---- Entries provided

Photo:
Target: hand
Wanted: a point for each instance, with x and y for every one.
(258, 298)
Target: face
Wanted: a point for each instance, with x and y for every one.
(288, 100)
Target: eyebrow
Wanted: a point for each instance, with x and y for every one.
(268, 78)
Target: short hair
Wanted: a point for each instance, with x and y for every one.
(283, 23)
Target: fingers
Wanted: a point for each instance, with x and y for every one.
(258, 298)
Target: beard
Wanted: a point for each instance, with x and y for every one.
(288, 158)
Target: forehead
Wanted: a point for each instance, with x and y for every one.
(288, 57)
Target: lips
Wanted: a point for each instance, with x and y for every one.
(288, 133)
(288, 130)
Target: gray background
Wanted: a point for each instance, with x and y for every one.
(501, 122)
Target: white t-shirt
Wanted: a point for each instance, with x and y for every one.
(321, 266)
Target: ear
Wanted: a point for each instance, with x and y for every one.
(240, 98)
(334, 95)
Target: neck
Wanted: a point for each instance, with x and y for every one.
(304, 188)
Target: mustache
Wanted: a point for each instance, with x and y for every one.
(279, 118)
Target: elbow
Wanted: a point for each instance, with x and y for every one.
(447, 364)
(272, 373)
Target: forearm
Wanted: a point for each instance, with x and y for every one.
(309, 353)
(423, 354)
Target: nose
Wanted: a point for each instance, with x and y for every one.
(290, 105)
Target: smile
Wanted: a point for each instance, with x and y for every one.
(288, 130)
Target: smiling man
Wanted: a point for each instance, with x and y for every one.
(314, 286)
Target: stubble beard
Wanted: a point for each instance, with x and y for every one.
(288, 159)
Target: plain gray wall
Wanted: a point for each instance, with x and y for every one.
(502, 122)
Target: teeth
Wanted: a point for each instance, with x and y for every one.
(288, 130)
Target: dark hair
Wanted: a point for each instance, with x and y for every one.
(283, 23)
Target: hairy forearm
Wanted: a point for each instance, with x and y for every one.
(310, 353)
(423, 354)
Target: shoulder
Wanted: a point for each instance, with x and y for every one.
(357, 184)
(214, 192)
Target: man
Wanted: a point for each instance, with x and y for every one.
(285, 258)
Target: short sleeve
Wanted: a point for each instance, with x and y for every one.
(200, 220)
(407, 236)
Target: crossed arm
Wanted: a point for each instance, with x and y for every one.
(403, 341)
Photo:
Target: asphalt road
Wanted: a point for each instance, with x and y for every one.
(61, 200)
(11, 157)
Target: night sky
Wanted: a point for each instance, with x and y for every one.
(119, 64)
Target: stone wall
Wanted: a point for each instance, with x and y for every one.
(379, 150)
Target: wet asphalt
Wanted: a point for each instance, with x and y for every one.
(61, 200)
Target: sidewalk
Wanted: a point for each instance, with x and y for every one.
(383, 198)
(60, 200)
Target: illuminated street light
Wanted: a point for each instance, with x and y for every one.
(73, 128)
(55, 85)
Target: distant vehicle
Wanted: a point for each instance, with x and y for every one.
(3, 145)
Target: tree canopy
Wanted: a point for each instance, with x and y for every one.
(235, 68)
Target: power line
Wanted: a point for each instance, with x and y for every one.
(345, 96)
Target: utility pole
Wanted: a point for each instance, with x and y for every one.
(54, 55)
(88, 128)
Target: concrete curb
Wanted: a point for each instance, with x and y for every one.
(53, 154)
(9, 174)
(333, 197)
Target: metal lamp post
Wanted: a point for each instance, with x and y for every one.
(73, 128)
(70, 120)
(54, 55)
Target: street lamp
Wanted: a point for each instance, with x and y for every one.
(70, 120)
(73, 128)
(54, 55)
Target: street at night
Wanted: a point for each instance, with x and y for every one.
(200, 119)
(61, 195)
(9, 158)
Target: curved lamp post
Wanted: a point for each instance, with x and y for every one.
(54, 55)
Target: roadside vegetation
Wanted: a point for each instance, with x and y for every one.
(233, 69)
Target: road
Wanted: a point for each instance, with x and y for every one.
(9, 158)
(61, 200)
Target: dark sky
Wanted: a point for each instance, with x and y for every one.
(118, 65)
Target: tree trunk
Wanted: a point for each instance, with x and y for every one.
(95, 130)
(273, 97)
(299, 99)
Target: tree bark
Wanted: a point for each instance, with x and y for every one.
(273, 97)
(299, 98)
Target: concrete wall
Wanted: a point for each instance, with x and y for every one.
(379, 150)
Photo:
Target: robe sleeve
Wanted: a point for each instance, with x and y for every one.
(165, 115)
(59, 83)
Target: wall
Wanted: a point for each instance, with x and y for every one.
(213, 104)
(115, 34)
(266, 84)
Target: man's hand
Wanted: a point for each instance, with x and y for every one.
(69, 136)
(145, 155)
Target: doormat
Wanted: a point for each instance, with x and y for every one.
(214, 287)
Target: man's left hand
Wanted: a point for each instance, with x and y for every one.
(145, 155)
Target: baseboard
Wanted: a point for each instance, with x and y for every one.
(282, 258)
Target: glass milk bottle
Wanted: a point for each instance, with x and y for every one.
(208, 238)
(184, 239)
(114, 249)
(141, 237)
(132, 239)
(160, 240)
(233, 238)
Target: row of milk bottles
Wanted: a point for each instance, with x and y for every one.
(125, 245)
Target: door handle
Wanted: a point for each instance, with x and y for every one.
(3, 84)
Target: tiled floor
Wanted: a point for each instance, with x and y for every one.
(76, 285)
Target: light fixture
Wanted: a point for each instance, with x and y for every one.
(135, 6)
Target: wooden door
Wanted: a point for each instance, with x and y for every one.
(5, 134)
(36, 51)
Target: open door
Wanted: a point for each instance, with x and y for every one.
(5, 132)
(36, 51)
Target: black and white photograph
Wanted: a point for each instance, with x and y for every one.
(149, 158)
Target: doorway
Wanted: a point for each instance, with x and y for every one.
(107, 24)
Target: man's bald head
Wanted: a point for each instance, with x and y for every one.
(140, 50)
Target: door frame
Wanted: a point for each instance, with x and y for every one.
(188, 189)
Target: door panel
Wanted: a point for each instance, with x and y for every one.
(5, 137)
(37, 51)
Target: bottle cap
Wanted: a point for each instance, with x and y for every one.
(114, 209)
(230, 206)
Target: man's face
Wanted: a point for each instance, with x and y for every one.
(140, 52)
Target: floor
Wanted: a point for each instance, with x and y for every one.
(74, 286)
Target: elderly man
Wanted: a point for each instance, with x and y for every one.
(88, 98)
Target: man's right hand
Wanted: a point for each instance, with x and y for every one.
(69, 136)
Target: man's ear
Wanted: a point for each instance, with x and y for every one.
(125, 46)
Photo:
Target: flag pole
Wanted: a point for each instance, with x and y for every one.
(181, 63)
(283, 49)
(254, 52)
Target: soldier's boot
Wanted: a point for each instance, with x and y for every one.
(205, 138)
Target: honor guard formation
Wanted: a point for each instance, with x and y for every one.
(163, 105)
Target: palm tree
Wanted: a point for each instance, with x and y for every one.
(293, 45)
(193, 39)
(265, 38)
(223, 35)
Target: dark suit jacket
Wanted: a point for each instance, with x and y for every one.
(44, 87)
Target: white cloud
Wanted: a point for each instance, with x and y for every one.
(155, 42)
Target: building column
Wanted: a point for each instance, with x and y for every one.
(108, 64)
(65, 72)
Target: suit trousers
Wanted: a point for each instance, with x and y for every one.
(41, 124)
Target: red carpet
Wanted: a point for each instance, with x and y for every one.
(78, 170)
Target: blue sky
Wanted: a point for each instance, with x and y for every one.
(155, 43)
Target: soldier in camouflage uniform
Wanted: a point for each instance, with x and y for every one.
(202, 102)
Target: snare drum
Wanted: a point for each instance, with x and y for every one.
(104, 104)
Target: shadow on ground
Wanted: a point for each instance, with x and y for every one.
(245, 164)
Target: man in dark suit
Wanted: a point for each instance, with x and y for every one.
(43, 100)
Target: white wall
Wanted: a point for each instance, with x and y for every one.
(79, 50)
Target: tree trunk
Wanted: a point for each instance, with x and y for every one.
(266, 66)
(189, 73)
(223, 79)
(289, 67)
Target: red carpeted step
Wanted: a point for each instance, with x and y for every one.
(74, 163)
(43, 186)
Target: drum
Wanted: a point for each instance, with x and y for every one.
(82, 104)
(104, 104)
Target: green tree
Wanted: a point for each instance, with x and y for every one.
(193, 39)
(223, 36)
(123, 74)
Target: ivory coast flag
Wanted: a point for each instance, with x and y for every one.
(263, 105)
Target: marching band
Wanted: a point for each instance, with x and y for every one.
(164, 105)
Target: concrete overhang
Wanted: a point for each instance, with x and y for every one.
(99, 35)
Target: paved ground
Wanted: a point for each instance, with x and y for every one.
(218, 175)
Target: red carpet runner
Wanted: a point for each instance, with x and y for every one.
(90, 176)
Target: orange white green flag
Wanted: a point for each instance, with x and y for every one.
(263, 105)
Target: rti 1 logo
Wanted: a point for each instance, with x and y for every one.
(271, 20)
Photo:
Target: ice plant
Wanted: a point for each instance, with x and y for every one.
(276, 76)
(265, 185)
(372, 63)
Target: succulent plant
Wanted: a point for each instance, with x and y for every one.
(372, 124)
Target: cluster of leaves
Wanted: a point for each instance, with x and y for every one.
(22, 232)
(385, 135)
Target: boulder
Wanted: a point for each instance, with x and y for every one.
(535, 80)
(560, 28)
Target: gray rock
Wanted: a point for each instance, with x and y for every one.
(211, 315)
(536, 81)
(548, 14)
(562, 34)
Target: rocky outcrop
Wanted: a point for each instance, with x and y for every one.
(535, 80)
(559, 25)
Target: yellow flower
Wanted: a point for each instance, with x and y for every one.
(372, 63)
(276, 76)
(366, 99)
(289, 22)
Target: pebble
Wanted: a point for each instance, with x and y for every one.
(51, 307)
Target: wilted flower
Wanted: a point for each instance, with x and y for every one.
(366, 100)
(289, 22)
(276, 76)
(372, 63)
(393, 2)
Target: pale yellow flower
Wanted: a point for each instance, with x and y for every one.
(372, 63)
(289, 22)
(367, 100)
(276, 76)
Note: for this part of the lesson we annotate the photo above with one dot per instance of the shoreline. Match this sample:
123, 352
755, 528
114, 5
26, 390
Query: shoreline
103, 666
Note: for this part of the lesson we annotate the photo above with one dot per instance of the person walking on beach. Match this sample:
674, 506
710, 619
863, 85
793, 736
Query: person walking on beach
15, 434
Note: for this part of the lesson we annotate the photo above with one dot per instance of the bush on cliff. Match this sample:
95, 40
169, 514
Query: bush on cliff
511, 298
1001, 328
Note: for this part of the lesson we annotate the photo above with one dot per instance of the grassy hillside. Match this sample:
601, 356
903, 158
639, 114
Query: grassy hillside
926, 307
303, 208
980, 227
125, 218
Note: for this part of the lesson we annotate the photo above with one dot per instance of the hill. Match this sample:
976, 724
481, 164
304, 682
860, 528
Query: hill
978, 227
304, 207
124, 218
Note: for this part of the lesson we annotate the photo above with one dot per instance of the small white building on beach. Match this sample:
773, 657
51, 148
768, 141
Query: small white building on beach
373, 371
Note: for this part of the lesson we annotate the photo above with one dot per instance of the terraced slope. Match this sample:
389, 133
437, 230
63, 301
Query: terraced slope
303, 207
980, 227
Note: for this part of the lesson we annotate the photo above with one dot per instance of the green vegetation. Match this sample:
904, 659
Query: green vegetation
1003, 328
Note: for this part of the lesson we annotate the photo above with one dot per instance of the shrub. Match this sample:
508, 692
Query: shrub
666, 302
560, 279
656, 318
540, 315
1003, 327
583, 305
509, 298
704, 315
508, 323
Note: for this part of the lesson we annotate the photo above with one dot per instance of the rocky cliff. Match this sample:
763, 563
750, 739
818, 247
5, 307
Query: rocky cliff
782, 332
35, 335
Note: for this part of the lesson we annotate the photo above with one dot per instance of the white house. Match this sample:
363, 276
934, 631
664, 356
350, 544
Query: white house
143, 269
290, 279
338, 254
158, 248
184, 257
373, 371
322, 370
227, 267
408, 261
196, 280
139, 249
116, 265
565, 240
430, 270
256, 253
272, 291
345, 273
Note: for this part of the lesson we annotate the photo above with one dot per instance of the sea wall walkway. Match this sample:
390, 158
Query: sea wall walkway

--------

§ Written problem:
Reproduce the lines of the entries above exactly, but only from the line containing "of the shrub." through the final line.

§ Task solution:
Note: for this part of the lesson we annotate the photo above with one dot per instance of the shrub. Match this sample:
508, 692
Query: shrub
666, 302
560, 279
656, 318
540, 315
1003, 327
583, 305
509, 298
704, 315
508, 323
Note: for this part of the lesson we annotate the photo above with one dot per instance of the rocky cliff. Match this sample:
763, 563
750, 739
818, 247
5, 307
Query: rocky cliff
782, 332
35, 335
Note: for this part of the lesson we annotate the photo above with one dot per instance of the white house. Match this sample:
363, 276
934, 631
664, 356
350, 544
Query: white house
143, 269
290, 279
338, 254
158, 248
184, 257
373, 371
322, 370
227, 267
408, 261
196, 280
139, 249
116, 265
565, 240
430, 270
256, 253
272, 291
345, 273
Note: for this part of the lesson we annotate the photo above with one dot per instance of the sea wall walkway. Match this sample:
390, 158
Query: sea wall walkway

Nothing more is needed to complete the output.